##### Article

I think a lot of the heavy lifting is solved by the GitHub solution ( thank you vvaezian) but I needed to go into the underlying tables to be able to update specific information and this is where I got a little confused. I would welcome any help or Direction on how best to update these underlying tables.

I then needed to identify the following

  1. Database ID for both the original clone database as well as the new connection.
    a. Cloned database_id = 1 and the new connection which we will call database_id=2.
  2. Cloned table
    . Cloned table_id=1 and the new table table_id=2
  3. Cloned Collection
    . New Cloned collection Collection_id = 2

With the information, I looked up records in the report_card table so that could update some key fields.

  1. I updated the dataset_query field where I did a search and replace for database":1 with database":2
  2. I updated the dataset_query field where I did a search and replace for source-table":1 with source-table":2
  3. Copy the value out of the dataset_query field into a text editor and isolate all of the field-id values as the existing values relate to the original data connection. I use the id of the original value to look up the text name of that value and then use the text name value to look up the new field-id for the same text name but the new connection. once this was complete I was able to do a search and replace on report_card.dataset_query for the old field number field-id = 1 (from database_id = 1) for the new field number field-id = 2 (from database_id = 2)

##########

[Challenge A] Count the lines of the records below that contain the string "shirt", matching case exactly, and give only the number.

##### Dataset records

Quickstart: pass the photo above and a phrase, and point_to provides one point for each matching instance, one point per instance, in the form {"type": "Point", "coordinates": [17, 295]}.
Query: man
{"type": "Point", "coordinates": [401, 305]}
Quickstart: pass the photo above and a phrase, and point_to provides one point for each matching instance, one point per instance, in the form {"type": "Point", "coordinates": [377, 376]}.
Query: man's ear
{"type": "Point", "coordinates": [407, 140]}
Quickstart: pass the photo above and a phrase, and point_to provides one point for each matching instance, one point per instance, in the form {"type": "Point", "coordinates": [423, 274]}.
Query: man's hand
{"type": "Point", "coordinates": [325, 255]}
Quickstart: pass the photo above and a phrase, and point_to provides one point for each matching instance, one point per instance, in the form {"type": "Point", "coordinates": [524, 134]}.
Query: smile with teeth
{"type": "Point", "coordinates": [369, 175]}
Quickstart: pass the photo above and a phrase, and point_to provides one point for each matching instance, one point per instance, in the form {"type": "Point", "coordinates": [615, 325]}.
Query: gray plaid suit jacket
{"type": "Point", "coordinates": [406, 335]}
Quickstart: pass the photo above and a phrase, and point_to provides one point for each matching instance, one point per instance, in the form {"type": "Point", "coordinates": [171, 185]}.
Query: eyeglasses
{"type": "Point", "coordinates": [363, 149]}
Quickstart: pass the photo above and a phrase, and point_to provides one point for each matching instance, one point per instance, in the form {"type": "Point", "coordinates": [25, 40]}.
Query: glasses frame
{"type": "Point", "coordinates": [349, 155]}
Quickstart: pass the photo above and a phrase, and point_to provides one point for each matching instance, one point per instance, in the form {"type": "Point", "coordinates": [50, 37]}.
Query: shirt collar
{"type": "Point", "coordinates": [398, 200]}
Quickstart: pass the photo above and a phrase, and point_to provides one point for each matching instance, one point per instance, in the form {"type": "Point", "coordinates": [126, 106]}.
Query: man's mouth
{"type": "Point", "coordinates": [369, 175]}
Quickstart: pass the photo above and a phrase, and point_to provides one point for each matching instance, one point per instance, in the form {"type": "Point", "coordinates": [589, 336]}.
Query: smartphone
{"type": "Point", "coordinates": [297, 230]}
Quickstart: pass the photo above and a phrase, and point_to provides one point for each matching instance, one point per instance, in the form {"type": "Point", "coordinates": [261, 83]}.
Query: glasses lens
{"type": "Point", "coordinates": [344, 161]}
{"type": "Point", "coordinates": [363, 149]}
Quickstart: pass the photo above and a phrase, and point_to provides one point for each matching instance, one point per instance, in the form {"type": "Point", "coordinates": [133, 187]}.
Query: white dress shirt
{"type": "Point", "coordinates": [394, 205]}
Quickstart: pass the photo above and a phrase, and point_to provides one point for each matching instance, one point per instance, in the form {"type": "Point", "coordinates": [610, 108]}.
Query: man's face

##########

[Challenge B] In the post above about updating the report_card table, why did the writer copy the dataset_query value into a text editor and isolate all of its field-id values? Answer in one to three sentences.

[Task response A] 2

[Task response B] The existing field-id values relate to the original data connection. The writer used each original id to look up the field's text name. That name then gave the new field-id under the new connection, which allowed a search and replace of the old field numbers on report_card.dataset_query.